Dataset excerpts

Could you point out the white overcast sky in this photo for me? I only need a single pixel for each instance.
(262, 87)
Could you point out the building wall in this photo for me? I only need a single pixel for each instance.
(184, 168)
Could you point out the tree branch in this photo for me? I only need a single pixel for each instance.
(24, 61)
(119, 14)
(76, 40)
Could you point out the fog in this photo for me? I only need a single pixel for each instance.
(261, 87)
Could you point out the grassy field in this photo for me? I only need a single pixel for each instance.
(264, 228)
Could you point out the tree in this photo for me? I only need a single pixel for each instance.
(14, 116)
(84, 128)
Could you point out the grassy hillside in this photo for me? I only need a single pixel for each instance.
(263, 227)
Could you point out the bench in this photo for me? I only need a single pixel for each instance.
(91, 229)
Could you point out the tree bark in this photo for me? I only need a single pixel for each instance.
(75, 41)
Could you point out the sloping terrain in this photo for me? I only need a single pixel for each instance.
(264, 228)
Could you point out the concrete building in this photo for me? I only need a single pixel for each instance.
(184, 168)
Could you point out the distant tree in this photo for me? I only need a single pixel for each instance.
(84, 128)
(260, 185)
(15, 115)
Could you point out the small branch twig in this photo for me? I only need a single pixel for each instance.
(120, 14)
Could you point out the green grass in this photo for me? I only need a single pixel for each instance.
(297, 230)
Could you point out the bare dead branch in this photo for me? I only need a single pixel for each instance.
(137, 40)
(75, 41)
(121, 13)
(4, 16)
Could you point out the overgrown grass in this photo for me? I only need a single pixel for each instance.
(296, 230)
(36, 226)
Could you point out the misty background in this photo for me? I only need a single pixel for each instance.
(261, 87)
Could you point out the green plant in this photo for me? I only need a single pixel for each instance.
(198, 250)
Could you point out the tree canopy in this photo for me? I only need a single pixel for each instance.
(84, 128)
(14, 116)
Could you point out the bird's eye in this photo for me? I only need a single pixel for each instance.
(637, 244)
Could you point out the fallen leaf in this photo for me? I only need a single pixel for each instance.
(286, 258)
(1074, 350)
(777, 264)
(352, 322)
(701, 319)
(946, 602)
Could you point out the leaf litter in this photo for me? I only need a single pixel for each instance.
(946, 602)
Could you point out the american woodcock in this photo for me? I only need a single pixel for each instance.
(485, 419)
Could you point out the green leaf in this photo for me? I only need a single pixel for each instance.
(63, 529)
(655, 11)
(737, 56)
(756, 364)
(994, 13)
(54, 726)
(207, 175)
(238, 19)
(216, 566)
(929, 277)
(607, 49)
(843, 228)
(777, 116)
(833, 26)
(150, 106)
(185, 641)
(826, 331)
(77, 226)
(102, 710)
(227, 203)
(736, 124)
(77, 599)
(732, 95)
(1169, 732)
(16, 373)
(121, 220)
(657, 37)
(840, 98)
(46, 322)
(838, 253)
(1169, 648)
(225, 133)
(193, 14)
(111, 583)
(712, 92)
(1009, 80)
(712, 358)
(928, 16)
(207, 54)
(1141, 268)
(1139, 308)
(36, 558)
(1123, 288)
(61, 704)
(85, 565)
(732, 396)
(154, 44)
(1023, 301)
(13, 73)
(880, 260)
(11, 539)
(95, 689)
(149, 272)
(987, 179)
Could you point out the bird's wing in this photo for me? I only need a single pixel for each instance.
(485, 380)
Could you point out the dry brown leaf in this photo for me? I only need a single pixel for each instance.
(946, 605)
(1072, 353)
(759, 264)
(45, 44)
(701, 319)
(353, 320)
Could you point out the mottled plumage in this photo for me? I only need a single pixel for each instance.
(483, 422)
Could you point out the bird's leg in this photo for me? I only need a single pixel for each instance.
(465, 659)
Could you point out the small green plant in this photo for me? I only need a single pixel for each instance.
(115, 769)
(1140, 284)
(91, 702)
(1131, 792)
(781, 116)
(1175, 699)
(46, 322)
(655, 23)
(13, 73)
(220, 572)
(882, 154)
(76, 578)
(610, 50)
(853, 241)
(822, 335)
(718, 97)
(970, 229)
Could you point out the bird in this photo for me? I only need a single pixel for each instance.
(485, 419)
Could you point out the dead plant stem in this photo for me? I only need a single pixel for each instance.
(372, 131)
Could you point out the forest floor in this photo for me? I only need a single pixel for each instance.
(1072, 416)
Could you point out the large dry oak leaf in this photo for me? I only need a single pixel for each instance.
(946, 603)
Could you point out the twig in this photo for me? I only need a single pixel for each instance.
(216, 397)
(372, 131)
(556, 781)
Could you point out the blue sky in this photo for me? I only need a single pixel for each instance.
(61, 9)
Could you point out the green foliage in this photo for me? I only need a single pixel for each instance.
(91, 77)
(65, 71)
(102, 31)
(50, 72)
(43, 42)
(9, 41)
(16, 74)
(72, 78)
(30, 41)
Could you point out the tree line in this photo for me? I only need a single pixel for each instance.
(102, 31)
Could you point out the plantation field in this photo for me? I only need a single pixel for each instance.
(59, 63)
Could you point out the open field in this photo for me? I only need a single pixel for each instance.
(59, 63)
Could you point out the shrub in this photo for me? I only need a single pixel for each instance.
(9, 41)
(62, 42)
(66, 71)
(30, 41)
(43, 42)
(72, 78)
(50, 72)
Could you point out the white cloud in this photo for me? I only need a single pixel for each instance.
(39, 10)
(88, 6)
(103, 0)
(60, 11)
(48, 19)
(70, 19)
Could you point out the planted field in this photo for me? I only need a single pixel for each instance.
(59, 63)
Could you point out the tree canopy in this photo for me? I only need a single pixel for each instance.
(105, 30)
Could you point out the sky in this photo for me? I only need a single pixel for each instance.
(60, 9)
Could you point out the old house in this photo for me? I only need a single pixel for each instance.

» **Your instructions**
The answer is the full set of records, printed exactly as given.

» **Reply**
Could you point out the white overcast sky in this photo for me? I only need a single pixel for each instance.
(262, 87)
Could you point out the building wall in this photo for me? I only need a single pixel for each instance.
(184, 168)
Could you point out the tree branch in this photo for me? I only need a single pixel for each instance.
(24, 61)
(119, 14)
(76, 40)
Could you point out the fog in this photo for me? I only need a single pixel for each instance.
(261, 87)
Could you point out the grassy field in this photo for me? I only need a single pixel for each instance.
(264, 228)
Could you point out the tree in this photo for me? I only need a single pixel for each instance.
(14, 116)
(84, 128)
Could you point out the grassy hillside in this photo for me? I only need a single pixel for each instance.
(263, 227)
Could you point out the bench in this photo for me? I only need a single pixel for each instance.
(91, 229)
Could you point out the tree bark in this photo for me? I only need a single pixel for each instance.
(75, 41)
Could you point out the sloping terrain in this photo for me? I only need a single pixel for each instance.
(264, 228)
Could you point out the concrete building in this photo for me? I only need a single pixel for each instance.
(184, 168)
Could you point out the distant tree in this photo for me? I only need a single pixel for each instance.
(84, 128)
(260, 185)
(15, 115)
Could you point out the small branch twig in this photo for me? I only need a single pixel for each instance.
(120, 14)
Could you point out the green grass in this photo for me? I only need a single pixel for each instance.
(297, 230)
Could you point out the bare dead branch in this photo for me? I only need a single pixel for each instance.
(137, 40)
(75, 41)
(121, 13)
(4, 16)
Could you point out the overgrown grass in this photo for me? I only need a single pixel for each instance.
(296, 230)
(36, 226)
Could you point out the misty background in this photo for me? I only need a single pixel for each instance.
(261, 87)
Could you point out the green plant in this photo for me? I only need a single pixel for each instance.
(198, 250)
Could you point out the tree canopy in this photo for me? I only need a single pixel for each instance.
(84, 128)
(14, 116)
Could you point out the bird's eye in this photo for me? I only need a single pixel for each instance.
(637, 244)
Could you point out the fallen leaf in this photo for me? I only need a single pixel for each instance.
(286, 258)
(1074, 350)
(777, 264)
(352, 322)
(701, 319)
(946, 602)
Could you point out the leaf litter in this photo for me? I only need a single pixel for each instance.
(946, 602)
Could you point out the american woodcock in this photo for me? I only need a single pixel for each instance.
(485, 419)
Could you point out the green leaf in this photo for me? I only need a single pixel for each instance.
(63, 529)
(655, 11)
(737, 56)
(756, 364)
(994, 13)
(54, 726)
(207, 175)
(238, 19)
(216, 566)
(929, 277)
(607, 49)
(843, 228)
(777, 116)
(833, 26)
(150, 106)
(185, 641)
(826, 331)
(77, 226)
(102, 710)
(227, 203)
(736, 124)
(77, 599)
(732, 95)
(1169, 732)
(16, 373)
(121, 220)
(657, 37)
(840, 98)
(46, 322)
(838, 253)
(1169, 648)
(225, 133)
(193, 14)
(111, 583)
(712, 92)
(1009, 80)
(712, 358)
(928, 16)
(207, 54)
(1141, 268)
(1139, 308)
(36, 558)
(1123, 288)
(61, 704)
(85, 565)
(732, 396)
(154, 44)
(1023, 301)
(13, 73)
(880, 260)
(11, 539)
(95, 689)
(149, 272)
(987, 179)
Could you point out the bird's wing in this photo for me? I only need a single pixel for each instance.
(485, 380)
Could you point out the dry brown leaf in this photo for me? I only need a single pixel for each instance.
(946, 605)
(1072, 353)
(759, 264)
(45, 44)
(701, 319)
(353, 320)
Could you point out the mottled plumage in this photo for me? I only need a single pixel for each instance.
(483, 422)
Could you point out the bird's leg in this photo for me? I only need a single pixel for each instance.
(465, 659)
Could you point out the small green plant in this photo for me? I only need a single pixel for each instance.
(115, 769)
(1140, 284)
(91, 702)
(1131, 792)
(781, 116)
(1175, 699)
(46, 322)
(655, 23)
(13, 73)
(220, 572)
(882, 154)
(76, 578)
(610, 50)
(853, 241)
(822, 335)
(718, 97)
(970, 229)
Could you point out the bird in this photo for me? I only need a single pixel for each instance.
(485, 419)
Could you point out the dead plant stem in this photo for me? I only need a single pixel for each instance.
(372, 131)
Could you point out the forest floor in this photo for me? I only need a single pixel for each instance.
(1072, 416)
Could you point out the large dry oak leaf in this photo for me? I only need a single pixel for each instance.
(946, 603)
Could you point out the twig in this photo for me? I only need a single pixel for each instance.
(216, 397)
(372, 131)
(556, 781)
Could you point out the blue sky in this photo for me? I only need a single pixel for each instance.
(61, 9)
Could you point out the green foliage in this photo for me? I only need a single pixel for each instance.
(91, 77)
(65, 71)
(102, 31)
(50, 72)
(43, 42)
(9, 41)
(16, 74)
(72, 78)
(30, 41)
Could you point out the tree line in this photo for me? I only need a single pixel for each instance.
(102, 31)
Could you point out the plantation field in this photo for me? I only need a single pixel for each instance.
(59, 63)
Could you point out the open field in this photo for me? I only need a single pixel for each instance.
(59, 63)
Could you point out the shrub in this photo for me? I only need a single pixel for each instance.
(9, 41)
(62, 42)
(66, 71)
(30, 41)
(43, 42)
(72, 78)
(50, 72)
Could you point out the white cloud in this photo for me? I only need a single pixel for each instance.
(39, 10)
(88, 6)
(103, 0)
(60, 11)
(48, 19)
(70, 19)
Could you point out the planted field in this photo for me? I only need a single pixel for each instance.
(59, 63)
Could you point out the tree canopy in this photo for me? I only need a single pixel for each instance.
(105, 30)
Could you point out the sky in this photo for me? I only need a single pixel for each instance.
(60, 9)
Could you point out the old house in this photo for me? I only need a single pixel for each instance.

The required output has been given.